• _Work to do_: Return every line of the records that contains the word "green", and treat uppercase and lowercase as different.

[A block of data]
++++++++++

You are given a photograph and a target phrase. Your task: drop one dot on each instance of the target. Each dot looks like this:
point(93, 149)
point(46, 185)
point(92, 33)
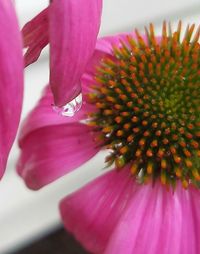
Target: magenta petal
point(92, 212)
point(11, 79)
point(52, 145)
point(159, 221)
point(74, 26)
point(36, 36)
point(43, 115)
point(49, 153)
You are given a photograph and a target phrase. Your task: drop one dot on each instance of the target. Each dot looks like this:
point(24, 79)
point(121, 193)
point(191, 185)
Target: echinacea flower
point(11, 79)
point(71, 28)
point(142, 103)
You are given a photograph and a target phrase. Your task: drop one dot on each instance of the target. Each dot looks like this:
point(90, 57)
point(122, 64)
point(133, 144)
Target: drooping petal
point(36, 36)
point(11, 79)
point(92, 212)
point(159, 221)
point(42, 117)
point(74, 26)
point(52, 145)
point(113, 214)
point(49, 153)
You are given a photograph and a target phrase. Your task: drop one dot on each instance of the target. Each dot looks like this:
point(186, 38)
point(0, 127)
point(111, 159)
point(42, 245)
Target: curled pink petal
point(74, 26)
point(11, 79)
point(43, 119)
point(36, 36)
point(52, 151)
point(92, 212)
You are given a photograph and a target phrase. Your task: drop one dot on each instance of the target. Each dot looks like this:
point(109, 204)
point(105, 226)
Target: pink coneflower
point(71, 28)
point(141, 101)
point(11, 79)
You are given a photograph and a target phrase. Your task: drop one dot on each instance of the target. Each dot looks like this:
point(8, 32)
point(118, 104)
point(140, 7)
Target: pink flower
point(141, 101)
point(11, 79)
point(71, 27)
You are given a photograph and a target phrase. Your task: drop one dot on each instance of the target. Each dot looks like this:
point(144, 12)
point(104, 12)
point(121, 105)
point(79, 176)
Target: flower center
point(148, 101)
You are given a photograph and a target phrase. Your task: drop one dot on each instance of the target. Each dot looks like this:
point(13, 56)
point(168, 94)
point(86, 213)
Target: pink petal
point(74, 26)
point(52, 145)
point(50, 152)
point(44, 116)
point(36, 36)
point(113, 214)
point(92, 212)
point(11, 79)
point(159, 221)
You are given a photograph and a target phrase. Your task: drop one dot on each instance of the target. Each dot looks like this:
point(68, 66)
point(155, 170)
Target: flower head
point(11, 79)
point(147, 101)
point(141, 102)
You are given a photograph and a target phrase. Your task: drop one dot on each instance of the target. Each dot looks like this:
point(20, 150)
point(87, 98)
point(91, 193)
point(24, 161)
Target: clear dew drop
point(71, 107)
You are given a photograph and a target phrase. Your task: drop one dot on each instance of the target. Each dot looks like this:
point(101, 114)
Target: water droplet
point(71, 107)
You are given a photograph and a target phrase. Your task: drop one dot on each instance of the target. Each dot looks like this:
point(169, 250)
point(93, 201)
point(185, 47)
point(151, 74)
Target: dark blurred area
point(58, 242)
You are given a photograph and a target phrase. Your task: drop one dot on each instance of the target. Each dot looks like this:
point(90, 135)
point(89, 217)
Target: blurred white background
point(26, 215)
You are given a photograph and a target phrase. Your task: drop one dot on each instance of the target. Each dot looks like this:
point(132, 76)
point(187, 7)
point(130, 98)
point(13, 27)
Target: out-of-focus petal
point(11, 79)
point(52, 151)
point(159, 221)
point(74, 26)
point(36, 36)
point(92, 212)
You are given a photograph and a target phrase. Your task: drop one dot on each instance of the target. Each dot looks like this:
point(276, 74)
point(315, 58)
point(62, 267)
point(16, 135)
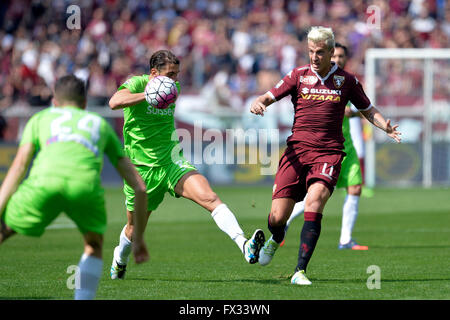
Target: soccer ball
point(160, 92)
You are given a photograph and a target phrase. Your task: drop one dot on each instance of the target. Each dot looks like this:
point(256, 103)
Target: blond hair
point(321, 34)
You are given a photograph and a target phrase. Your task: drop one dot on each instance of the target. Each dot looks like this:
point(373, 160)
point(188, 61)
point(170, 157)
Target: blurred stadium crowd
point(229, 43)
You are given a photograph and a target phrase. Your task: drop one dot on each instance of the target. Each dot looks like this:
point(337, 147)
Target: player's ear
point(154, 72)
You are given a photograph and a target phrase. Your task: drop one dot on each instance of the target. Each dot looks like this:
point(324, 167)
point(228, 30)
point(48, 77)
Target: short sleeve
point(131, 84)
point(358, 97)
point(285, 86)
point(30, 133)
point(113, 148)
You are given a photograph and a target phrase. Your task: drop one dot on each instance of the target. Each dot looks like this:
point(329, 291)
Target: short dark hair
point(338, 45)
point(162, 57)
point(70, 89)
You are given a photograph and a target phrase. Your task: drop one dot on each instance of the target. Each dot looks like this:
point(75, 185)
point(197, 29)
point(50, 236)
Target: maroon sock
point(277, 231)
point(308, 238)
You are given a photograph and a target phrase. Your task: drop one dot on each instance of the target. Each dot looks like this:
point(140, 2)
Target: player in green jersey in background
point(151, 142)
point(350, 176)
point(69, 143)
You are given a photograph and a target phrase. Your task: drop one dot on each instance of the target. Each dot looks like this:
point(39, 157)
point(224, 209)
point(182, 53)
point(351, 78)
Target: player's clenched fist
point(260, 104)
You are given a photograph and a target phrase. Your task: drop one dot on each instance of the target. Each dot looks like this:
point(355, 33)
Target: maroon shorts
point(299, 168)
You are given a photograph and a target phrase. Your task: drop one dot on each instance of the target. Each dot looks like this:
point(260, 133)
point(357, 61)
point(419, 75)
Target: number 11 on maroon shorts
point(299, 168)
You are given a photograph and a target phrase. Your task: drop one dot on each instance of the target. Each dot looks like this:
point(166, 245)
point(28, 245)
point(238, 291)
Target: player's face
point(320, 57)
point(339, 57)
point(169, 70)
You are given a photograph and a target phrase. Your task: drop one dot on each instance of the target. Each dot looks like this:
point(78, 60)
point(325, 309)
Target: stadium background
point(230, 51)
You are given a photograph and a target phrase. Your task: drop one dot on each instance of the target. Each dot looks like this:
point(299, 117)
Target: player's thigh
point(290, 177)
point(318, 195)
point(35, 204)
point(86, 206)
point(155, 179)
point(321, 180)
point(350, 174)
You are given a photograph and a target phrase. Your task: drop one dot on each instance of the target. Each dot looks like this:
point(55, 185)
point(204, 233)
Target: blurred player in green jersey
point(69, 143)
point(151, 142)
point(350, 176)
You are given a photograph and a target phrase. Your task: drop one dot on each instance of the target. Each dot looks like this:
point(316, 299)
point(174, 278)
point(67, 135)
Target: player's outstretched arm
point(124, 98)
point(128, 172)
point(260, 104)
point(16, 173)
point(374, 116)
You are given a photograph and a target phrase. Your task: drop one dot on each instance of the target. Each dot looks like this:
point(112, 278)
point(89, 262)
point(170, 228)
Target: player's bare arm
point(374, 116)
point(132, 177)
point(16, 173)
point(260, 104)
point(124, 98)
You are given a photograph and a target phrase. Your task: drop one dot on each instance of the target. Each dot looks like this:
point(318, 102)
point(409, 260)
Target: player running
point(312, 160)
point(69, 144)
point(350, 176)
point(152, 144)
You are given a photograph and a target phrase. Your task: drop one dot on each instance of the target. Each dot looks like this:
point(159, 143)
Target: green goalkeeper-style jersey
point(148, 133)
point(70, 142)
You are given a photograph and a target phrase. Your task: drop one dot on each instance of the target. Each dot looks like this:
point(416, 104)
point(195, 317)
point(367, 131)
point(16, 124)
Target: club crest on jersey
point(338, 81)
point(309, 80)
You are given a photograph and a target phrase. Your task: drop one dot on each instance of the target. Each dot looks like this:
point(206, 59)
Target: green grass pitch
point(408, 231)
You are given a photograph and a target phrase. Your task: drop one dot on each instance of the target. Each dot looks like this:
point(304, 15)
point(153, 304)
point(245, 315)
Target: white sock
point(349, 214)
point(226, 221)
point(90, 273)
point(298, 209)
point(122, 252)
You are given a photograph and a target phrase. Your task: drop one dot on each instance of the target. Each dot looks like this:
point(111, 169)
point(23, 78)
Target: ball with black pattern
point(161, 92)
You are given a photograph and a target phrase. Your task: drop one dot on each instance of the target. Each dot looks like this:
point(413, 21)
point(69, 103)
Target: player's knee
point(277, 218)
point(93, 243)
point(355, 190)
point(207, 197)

++++++++++

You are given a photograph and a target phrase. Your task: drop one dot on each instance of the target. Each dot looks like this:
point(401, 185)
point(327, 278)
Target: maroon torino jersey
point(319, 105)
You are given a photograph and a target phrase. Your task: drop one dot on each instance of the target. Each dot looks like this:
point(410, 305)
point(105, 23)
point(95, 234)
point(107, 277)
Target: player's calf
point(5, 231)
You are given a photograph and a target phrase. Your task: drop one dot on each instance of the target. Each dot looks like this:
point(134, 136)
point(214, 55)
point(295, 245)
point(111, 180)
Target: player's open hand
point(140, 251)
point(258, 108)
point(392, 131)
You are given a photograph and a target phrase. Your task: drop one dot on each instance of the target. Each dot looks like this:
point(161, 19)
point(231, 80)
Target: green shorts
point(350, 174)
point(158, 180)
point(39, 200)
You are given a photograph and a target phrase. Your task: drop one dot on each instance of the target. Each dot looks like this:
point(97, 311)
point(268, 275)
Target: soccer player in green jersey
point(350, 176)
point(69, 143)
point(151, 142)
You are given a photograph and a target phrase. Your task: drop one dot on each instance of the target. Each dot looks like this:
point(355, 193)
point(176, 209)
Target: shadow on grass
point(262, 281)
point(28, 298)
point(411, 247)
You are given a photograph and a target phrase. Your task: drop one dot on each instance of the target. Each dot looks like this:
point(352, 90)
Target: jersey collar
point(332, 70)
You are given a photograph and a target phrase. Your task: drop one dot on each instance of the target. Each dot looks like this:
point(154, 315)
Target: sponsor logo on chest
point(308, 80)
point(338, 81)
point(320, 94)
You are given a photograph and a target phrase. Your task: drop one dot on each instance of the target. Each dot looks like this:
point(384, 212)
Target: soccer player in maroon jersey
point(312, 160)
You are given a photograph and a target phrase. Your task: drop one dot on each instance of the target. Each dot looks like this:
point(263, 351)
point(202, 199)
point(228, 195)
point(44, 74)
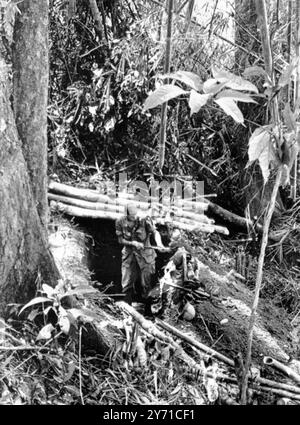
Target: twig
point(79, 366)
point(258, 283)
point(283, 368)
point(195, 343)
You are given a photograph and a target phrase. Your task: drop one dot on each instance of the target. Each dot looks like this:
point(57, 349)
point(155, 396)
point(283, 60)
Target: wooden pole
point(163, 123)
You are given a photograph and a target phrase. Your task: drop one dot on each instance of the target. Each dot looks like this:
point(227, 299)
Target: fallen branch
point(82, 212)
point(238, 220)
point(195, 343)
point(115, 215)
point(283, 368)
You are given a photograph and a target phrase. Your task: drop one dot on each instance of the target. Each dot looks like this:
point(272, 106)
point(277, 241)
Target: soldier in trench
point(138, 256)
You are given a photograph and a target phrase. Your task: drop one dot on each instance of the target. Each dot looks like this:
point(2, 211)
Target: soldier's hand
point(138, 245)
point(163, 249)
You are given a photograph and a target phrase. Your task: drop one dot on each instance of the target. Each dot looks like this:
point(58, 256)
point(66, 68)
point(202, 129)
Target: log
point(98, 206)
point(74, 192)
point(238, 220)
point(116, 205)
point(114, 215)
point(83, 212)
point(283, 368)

++++++++++

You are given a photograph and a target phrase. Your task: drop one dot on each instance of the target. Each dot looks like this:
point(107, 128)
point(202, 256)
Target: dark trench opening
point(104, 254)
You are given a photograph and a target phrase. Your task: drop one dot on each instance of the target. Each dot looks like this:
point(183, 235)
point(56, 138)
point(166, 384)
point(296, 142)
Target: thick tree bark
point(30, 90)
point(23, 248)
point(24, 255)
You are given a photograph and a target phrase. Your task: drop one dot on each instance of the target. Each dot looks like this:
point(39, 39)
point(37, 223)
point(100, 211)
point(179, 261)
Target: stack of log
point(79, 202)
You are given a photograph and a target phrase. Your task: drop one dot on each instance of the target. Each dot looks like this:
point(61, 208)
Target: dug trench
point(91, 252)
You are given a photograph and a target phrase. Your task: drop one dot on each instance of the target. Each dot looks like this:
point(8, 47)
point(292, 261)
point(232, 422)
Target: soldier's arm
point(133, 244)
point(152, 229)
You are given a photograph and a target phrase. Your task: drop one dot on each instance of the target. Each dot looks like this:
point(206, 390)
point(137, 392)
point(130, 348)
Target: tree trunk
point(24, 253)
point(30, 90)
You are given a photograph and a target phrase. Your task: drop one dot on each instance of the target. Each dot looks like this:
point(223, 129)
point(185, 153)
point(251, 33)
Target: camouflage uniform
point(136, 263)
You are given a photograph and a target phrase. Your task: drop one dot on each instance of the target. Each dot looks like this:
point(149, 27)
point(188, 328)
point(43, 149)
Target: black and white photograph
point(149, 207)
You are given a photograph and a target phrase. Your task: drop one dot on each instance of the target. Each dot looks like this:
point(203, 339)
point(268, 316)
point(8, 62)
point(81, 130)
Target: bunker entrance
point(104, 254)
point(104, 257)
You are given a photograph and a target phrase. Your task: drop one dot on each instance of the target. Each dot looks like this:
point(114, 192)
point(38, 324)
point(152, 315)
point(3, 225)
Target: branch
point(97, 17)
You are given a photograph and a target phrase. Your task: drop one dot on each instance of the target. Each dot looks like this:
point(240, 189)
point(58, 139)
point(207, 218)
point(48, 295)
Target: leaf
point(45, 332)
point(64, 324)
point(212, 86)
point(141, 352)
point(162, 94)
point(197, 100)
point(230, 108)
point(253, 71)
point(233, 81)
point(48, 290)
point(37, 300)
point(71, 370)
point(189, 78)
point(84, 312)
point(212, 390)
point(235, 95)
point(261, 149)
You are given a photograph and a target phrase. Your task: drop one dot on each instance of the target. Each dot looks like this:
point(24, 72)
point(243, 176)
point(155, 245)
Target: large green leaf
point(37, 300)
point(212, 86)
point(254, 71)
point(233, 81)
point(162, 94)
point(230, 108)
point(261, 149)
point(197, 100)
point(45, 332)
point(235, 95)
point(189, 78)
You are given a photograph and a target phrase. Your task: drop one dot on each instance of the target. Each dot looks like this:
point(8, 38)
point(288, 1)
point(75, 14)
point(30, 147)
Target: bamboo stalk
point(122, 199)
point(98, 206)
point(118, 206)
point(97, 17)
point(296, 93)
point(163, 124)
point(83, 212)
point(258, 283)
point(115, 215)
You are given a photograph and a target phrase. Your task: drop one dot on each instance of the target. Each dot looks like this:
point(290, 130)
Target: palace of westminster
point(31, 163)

++++++++++

• _Reply to the exercise_:
Target: player in green jersey in background
Target: blurred player in green jersey
Target: green goalkeeper-style jersey
Target: green grass pitch
Target: green shorts
Target: soccer player in green jersey
Target: large green leaf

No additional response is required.